Aim » From the line that has "Would you be willing to put a dot on the bridge" down to the final line of the listing below, transcribe every line exactly, and only those.
======== Records supplied ========
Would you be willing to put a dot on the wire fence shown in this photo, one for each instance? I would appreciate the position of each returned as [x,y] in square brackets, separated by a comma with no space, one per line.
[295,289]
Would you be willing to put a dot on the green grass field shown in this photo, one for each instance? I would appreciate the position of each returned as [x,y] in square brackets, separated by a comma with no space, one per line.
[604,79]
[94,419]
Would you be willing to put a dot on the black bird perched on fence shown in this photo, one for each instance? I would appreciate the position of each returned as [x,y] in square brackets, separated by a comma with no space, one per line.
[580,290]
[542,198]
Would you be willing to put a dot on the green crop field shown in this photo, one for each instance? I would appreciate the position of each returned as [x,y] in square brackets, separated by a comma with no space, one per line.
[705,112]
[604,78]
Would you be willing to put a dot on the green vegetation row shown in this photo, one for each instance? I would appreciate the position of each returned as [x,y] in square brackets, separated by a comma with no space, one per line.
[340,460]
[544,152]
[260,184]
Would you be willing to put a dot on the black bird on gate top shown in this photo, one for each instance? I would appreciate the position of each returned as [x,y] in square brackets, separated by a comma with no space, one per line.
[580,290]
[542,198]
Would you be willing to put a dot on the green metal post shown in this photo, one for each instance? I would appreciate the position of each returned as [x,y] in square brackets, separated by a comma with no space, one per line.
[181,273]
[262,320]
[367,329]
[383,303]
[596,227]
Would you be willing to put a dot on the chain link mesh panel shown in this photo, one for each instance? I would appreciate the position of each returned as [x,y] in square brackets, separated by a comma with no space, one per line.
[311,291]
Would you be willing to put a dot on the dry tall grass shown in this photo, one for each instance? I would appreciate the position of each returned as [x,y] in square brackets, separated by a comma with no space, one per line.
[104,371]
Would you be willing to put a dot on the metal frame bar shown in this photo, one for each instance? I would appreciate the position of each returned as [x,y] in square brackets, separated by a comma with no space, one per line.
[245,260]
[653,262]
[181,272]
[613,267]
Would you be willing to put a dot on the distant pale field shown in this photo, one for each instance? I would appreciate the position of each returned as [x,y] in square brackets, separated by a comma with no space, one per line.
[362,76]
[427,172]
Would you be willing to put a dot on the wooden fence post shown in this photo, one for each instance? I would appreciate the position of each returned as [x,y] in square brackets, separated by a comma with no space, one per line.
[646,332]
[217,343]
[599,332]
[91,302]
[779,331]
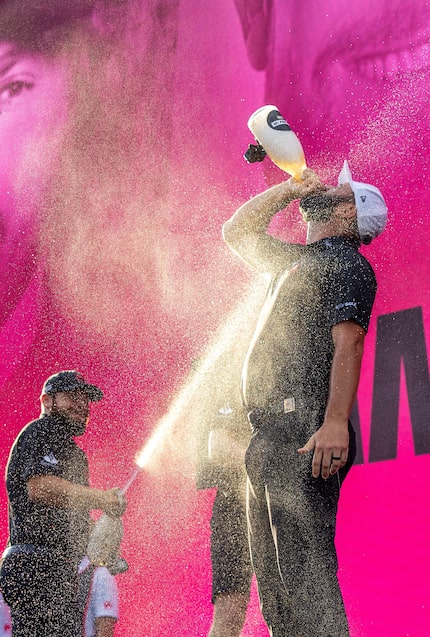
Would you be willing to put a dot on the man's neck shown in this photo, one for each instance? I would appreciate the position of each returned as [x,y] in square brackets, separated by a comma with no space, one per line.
[318,231]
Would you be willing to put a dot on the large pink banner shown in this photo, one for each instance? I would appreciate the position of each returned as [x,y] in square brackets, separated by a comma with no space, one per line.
[122,130]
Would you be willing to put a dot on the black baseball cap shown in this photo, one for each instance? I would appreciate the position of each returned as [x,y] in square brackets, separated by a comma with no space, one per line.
[69,381]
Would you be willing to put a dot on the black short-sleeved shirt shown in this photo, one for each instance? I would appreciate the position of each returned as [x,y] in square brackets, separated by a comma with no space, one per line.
[46,447]
[323,284]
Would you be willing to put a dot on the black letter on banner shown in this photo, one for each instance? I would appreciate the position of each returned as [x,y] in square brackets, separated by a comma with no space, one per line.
[355,422]
[400,337]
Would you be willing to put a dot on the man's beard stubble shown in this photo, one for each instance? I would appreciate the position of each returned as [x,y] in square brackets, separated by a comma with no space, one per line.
[317,207]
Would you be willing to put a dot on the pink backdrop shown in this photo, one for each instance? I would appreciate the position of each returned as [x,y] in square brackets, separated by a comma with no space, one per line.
[125,277]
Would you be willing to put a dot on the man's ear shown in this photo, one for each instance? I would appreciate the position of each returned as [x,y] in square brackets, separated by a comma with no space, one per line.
[46,403]
[345,210]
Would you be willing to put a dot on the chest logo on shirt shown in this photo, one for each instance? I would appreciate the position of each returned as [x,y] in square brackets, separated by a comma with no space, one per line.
[49,460]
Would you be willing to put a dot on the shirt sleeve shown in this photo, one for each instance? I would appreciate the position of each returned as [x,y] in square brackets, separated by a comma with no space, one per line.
[351,292]
[41,454]
[104,598]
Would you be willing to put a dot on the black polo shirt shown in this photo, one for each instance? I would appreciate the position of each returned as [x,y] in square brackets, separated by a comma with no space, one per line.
[46,447]
[322,284]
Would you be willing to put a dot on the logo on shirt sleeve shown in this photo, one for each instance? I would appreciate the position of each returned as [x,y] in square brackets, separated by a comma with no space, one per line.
[49,460]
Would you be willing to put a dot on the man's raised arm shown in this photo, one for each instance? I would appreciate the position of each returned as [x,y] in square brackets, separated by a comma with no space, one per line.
[246,231]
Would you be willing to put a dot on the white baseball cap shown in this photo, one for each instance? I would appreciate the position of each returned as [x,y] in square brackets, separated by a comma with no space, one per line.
[370,204]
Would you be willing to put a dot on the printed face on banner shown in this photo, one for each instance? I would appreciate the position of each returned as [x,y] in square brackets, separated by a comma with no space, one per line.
[33,104]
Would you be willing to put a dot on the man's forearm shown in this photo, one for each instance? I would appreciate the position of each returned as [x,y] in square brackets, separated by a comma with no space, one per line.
[253,218]
[345,371]
[58,492]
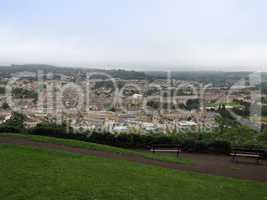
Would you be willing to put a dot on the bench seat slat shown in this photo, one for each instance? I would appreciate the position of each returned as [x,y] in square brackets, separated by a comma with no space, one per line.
[165,150]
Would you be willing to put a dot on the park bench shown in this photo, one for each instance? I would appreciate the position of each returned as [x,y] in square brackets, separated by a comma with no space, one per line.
[247,153]
[166,148]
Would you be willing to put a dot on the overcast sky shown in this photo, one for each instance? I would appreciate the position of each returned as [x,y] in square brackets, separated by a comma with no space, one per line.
[136,34]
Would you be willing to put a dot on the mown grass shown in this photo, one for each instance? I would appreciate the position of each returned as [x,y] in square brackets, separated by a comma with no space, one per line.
[99,147]
[31,174]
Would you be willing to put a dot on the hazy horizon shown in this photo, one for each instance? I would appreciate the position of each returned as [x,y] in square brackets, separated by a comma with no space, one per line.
[158,35]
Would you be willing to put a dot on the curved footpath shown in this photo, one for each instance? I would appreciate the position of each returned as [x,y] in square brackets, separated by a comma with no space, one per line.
[208,164]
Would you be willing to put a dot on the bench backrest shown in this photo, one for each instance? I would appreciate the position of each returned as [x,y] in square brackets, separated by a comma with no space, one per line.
[165,146]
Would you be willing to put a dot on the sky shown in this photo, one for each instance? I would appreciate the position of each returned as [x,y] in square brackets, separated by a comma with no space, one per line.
[228,35]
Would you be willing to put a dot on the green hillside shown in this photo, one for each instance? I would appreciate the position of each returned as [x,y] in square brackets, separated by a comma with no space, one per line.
[27,173]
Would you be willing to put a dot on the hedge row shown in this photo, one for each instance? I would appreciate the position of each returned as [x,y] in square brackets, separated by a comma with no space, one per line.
[137,140]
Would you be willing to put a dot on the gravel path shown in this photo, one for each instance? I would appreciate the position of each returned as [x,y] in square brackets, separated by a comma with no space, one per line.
[204,163]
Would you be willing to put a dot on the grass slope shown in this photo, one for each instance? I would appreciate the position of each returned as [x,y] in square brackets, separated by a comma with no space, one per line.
[27,174]
[99,147]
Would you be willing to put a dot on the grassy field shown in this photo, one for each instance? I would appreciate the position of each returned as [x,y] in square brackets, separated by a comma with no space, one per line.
[28,174]
[87,145]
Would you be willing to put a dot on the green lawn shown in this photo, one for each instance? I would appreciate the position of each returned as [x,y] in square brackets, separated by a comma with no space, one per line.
[99,147]
[28,174]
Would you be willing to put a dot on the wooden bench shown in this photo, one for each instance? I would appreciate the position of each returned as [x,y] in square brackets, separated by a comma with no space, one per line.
[247,153]
[166,148]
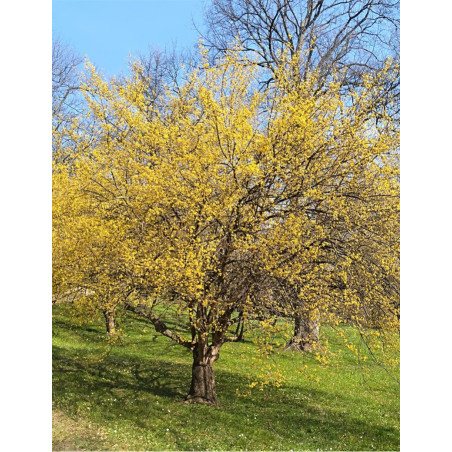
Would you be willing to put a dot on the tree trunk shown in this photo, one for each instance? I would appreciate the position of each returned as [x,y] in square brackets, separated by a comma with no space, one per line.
[202,388]
[110,322]
[306,332]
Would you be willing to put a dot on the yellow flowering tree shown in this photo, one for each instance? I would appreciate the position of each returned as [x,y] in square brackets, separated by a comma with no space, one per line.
[230,203]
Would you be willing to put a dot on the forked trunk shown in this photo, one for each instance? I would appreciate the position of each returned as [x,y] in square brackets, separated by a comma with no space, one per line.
[306,332]
[110,322]
[202,388]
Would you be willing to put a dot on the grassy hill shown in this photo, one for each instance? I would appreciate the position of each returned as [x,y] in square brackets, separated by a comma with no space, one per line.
[129,396]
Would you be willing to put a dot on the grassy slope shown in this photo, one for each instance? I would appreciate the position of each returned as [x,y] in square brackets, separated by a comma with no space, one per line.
[131,397]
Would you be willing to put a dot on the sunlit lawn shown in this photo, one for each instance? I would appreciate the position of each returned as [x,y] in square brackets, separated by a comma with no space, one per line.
[130,396]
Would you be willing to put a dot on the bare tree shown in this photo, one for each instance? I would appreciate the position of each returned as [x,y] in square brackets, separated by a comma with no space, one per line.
[65,82]
[67,100]
[357,35]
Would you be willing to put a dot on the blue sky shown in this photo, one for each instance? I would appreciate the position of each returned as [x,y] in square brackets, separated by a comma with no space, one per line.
[107,31]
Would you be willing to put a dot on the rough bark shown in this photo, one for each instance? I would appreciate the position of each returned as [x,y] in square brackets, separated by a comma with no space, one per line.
[202,388]
[306,333]
[110,322]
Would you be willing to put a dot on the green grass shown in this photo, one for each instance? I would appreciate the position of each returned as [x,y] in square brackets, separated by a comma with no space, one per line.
[130,396]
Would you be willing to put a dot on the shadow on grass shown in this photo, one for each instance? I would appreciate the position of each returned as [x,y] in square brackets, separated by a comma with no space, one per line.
[147,390]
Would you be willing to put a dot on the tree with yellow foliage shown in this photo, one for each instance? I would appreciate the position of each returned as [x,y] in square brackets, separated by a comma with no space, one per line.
[225,200]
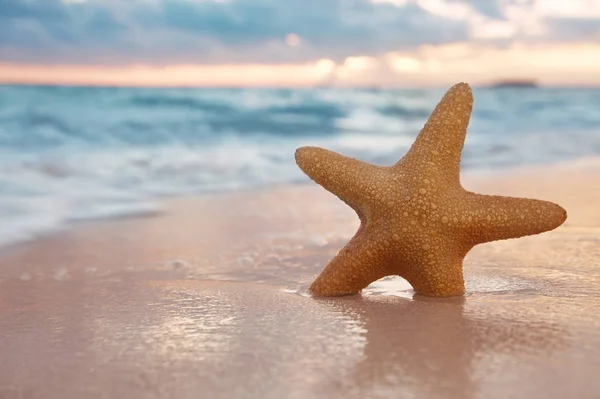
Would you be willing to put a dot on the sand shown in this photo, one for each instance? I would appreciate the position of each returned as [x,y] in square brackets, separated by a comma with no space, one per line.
[205,300]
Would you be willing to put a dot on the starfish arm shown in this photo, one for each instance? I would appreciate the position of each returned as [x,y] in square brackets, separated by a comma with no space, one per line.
[357,265]
[439,273]
[491,217]
[439,145]
[347,178]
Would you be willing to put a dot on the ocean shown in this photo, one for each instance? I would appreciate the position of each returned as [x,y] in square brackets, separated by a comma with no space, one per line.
[78,153]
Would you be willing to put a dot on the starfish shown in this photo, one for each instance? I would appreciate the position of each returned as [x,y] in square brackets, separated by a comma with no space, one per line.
[416,220]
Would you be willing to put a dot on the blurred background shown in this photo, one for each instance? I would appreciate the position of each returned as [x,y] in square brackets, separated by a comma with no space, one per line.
[108,105]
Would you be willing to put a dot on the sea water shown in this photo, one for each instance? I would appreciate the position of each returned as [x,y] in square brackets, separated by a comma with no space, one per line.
[78,153]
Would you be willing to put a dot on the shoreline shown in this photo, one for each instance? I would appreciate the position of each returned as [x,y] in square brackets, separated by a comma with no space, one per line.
[205,298]
[583,165]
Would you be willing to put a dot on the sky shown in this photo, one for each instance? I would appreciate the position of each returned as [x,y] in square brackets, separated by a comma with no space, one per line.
[277,43]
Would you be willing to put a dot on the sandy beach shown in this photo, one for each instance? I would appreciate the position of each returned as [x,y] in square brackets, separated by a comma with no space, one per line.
[206,300]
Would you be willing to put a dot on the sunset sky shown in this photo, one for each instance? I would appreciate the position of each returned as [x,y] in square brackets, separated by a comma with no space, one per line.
[298,42]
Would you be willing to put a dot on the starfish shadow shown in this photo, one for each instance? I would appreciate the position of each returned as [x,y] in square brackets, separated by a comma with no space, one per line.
[438,348]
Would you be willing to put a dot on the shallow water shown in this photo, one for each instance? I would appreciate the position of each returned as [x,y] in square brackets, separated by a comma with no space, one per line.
[70,154]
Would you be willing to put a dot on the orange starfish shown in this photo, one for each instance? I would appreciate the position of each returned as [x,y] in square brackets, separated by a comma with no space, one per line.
[417,221]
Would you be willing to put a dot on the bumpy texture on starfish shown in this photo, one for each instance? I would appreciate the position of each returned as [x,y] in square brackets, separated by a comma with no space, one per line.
[416,219]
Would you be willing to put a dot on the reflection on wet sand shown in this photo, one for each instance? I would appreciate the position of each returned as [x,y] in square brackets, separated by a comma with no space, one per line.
[437,348]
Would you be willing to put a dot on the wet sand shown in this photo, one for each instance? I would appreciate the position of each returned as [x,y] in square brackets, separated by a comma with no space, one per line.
[205,301]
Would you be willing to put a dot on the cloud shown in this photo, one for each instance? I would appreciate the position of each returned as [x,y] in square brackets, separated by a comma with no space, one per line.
[162,32]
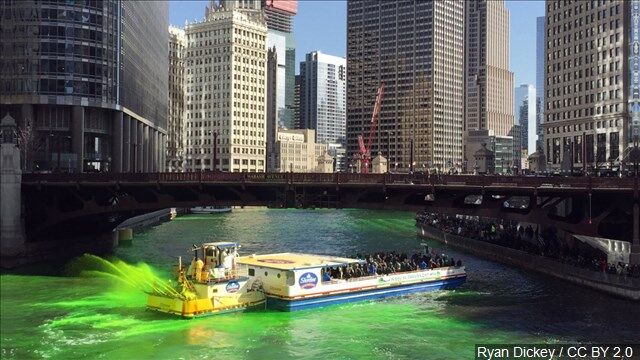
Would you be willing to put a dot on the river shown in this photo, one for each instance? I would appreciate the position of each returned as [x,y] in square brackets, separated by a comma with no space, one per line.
[72,314]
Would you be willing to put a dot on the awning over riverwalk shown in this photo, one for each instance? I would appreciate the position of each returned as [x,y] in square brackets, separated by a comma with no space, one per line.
[616,250]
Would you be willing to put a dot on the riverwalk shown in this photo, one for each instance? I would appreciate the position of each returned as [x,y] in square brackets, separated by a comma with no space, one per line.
[614,284]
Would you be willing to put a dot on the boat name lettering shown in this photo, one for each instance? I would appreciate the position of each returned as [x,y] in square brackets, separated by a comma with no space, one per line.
[308,280]
[404,277]
[232,286]
[276,261]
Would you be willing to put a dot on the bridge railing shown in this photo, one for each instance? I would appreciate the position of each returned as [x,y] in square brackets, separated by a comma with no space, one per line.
[344,178]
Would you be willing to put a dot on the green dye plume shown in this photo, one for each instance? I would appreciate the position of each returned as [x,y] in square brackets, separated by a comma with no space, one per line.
[140,276]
========
Output for this exercise »
Would you be willing to put a dot on the bridge railing shown in this photo, one for each instance? I would appreciate the position of each returned as [x,y] in square brackets, separated by a comma with no space, one per line.
[344,178]
Would you be willing to put a dot on the green dye plume shown in this photo, one for each instance? I would appreciate the position of each returned as [x,y] in square brackets, separated by a comma with no space, one per line.
[140,276]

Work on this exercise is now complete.